::: Documento

De fora do elenco da factualidade demonstrada, ficou igualmente o facto que a Ré alegou, de a plataforma não fixar limites mínimos ou máximos de retribuição (ponto 4 dos factos não provados). Pois, em primeiro lugar, esses limites existem e foram pacíficos (ponto 86 dos factos provados). Em segundo lugar, foi a Ré, por si ou pela sua sócia, que concebeu o programa para que este fixasse os preços tendo em conta determinadas variáveis, igualmente escolhidas pela Ré ou pela entidade que lhe deu acesso à plataforma. Apesar de o estafeta ter ao seu dispor na aplicação ferramenta que lhe permite indicar qual o preço mínimo por quilómetro que lhe interessa e de lhe serem apresentados só os pedidos que com isso vierem a estar em conformidade, o certo é que o indivíduo só se pode mover dentro dos limites pré-definidos pela Ré e que tal faculdade não se salda em qualquer negociação dos preços, já que, aquando do exercício dessa faculdade, o estafeta não tem qualquer outro elemento. Por outro lado, ao indicar que abaixo de dado valor por quilómetro não lhe interessa, o estafeta sabe que deixa de receber pedidos cuja taxa de entrega seja fixada em valores inferiores. O resultado é que perde trabalho e não que negociou. Pois uma negociação implica cedência de ambas as partes, ie, ganhos e perdas para ambas as partes. Por tudo isto, não é rigorosa a afirmação de que a plataforma não fixa limites mínimos de pagamento e não é de todo certo que não fixe os máximos.
Sendo a Ré uma plataforma que se dedica a entregas e, sem mais, também não foi demonstrado que o recurso a entregas através de estafetas seja meramente, como alegado, uma parte acessória do negócio. Trata-se, de resto, este de um elemento da sua contabilidade, ao qual apenas a Ré tinha acesso, incumbindo-lhe, portanto, a prova respetiva.
No tocante ao objeto social da Ré e à sede da mesma, valeu a respetiva certidão permanente.
No que tange ao dia da inspeção da ACT, considerou-se apenas o que foi observado diretamente pelo Inspetor da ACT, também ouvido. Atentas as dificuldades do estafeta com a língua portuguesa, a relevância do depoimento daquela testemunha quedou-se por isto mesmo.
De resto, tanto as testemunhas da Ré como o estafeta explicaram que a plataforma solicitava o reconhecimento facial uma vez por dia. Bem assim confirmaram a desnecessidade de alusão à marca da R. nos equipamentos utilizados pelo interveniente.
A testemunha BB esclareceu também que o estafeta recebia um pedido de cada vez, mas que, no local da recolha, se poderia receber logo outro antes de completar a tarefa se houvesse coincidência do ponto de recolha. Mais reiterou que os estafetas dispõem apenas de dois minutos para decidir aceitar cada pedido.
Por último, extrai-se do acervo factual globalmente considerado que, pelo menos, a posse sobre os elementos informáticos respeitantes à plataforma e à aplicação está contida na esfera jurídica da Ré.

::::::
::: Linhas de dados

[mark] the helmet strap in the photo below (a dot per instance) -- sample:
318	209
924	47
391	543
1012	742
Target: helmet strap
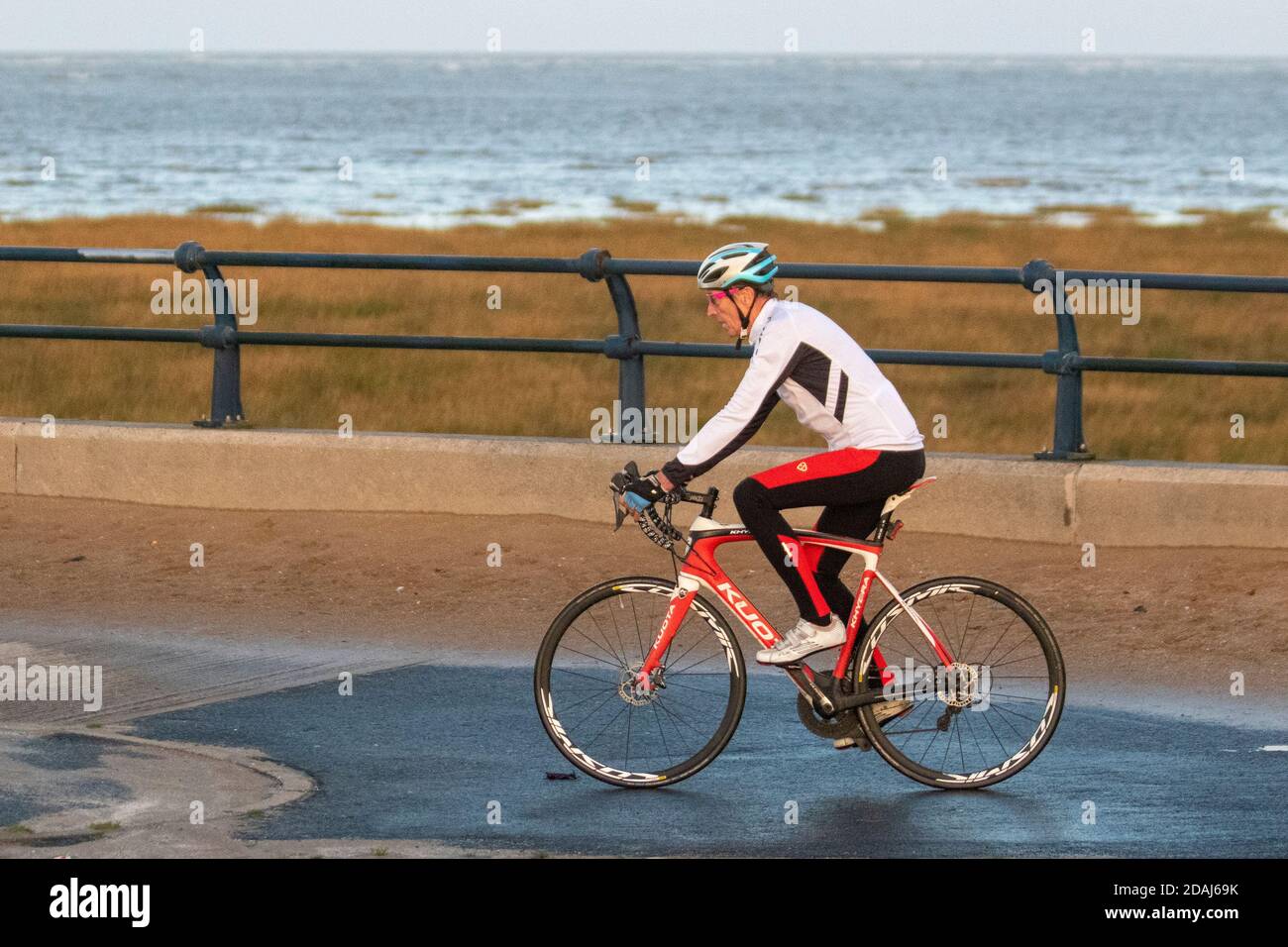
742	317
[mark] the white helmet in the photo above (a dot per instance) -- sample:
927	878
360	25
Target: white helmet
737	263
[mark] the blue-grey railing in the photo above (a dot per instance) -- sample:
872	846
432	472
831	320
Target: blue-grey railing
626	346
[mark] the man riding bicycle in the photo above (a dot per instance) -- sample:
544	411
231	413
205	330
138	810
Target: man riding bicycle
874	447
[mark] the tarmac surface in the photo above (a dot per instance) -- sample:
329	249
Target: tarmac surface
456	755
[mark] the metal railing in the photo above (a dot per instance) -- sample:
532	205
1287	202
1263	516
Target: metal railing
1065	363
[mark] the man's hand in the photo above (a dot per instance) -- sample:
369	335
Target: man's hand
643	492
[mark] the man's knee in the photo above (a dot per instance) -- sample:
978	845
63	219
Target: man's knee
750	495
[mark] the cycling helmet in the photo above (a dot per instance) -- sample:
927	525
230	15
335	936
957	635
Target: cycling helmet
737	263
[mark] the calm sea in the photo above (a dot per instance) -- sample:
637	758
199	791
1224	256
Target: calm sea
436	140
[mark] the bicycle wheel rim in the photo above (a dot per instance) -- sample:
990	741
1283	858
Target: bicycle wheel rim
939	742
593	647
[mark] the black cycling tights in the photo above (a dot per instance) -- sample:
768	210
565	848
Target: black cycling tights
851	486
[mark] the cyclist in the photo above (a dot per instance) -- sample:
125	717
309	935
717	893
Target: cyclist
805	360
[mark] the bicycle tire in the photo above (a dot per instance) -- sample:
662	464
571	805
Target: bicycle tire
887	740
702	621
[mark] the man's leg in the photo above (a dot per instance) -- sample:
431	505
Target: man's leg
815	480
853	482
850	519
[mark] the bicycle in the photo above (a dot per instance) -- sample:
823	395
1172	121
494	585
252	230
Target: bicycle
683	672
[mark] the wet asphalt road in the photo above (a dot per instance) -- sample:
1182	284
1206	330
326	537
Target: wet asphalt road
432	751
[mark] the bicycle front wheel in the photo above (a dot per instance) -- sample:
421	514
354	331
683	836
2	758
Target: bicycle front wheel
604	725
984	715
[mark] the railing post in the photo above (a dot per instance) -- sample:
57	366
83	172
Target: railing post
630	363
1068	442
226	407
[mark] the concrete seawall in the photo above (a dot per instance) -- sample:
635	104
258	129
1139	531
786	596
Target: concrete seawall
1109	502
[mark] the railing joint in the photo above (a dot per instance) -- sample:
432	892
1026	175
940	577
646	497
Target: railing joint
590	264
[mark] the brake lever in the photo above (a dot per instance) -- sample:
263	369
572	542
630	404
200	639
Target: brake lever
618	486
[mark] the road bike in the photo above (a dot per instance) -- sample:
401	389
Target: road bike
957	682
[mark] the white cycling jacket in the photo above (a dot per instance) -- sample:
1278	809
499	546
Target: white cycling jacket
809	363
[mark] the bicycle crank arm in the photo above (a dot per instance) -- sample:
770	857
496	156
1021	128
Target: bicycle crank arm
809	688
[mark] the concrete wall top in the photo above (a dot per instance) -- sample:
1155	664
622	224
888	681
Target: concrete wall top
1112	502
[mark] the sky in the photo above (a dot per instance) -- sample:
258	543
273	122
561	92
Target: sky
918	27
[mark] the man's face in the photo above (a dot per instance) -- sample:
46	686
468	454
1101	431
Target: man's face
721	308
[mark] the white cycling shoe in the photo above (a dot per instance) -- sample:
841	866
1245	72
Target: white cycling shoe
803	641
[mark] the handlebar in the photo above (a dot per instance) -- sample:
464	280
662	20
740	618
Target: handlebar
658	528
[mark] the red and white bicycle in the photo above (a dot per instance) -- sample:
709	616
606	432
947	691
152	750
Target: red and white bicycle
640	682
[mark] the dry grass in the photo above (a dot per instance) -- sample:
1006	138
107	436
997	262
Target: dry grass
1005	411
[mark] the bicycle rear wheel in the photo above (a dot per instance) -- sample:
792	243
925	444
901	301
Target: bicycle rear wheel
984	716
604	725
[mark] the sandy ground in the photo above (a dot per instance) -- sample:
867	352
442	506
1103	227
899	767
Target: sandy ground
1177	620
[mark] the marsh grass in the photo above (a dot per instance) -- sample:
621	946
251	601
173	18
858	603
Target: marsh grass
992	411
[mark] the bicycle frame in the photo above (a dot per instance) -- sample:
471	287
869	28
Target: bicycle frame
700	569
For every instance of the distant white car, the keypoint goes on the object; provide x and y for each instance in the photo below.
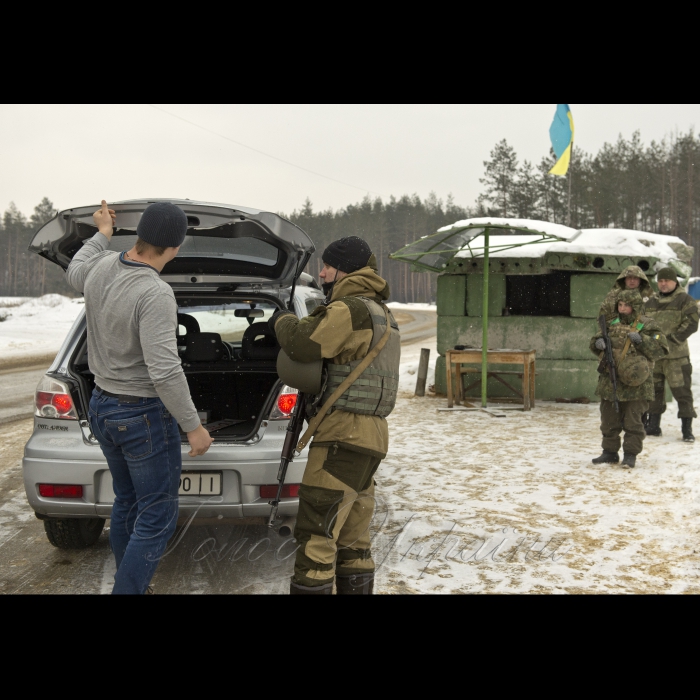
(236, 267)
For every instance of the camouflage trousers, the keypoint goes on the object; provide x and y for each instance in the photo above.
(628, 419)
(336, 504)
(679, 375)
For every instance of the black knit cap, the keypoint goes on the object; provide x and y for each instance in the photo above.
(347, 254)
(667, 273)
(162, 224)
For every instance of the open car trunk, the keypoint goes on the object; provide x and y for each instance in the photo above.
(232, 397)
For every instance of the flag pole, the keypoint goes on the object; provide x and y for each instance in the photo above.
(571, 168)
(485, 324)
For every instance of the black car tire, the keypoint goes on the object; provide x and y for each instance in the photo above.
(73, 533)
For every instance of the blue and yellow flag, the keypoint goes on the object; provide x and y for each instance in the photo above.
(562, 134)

::::::

Tarefas do exercício>
A: De quanto tempo dispõem os estafetas para decidir aceitar cada pedido, segundo o texto sobre a plataforma de entregas?
B: Escreva a continuação do texto sobre a plataforma de entregas, começando logo após a última frase apresentada.

Respostas por tarefa>
A: Dois minutos.

B:
De notar ainda que a R. junta lista de pedidos recusados bem como prova cabal do uso do multiplicador. Não ficou claro, porém, qual a taxa de entrega proposta nos pedidos recusados».
4.3. Vistos os concretos pontos impugnados, há a notar, como nota a apelante, que os factos provados constantes dos pontos 32. e 48., designadamente quando neles se alude a expressões como “organização”, “controlo” e “instruções”, cujo sentido comum facilmente se apreende no contexto em presença, estão em directa oposição com o facto não provado constante do ponto 1.. Na verdade, não pode dar-se como não provado que a ré controle e supervisione a actividade do estafeta ou que fiscalize a sua actividade, tal como vertido no ponto 1., dos factos não provados, com todas as implicações daí derivadas em matéria de organização do trabalho ou conformação da actividade do estafeta, e dar-se simultaneamente como provado que, afinal, organiza, controla e conforma a prestação, designadamente dando instruções relativas ao que, em rigor, é a essência da actividade.
Do mesmo passo, e embora a apelante não suscite idêntico vício da matéria de facto provada quando impugna os factos dados como provados nos pontos 16. e 97., manifestando apenas pretensão no sentido de sobre eles recair o juízo de «não provados», certo é que ambos estão, em elevada medida, em contradição com o facto provado constante do ponto 74., pois que não pode dar-se como provado que, desde Dezembro de 2022, o estafeta exerceu a sua actividade todos os dias da semana, de forma contínua e por períodos de 8 a 10 horas diárias, e, depois, dar-se como provado que, afinal, não a exerceu, no mesmo lapso temporal, durante 49 dias. A matéria de facto, assim fixada, sem qualquer especificação apta a compreender/conciliar ambas as realidades, tornam-na, como dito, incompatível, não sendo possível manter-se no elenco dos factos provados matéria donde derive a prestação ininterrupta de actividade e outra de onde derive o oposto.
Também como salienta a apelante, os factos provados constantes dos pontos 36. e 86. estão, em parte, em contradição com o facto provado constante do ponto 67. (cuja redacção, aliás, coincide, em parte, com a matéria de facto constante do ponto 40., dos factos provados), posto que ou bem que o multiplicador incide apenas sobre a tarifa por quilómetro – a cuja menção aludem os factos 36. e 86. – ou bem que incide sobre a totalidade dos elementos que compõem a tarifa proposta, como se diz no facto provado constante do ponto 67. e cuja definição se elenca no facto provado 39..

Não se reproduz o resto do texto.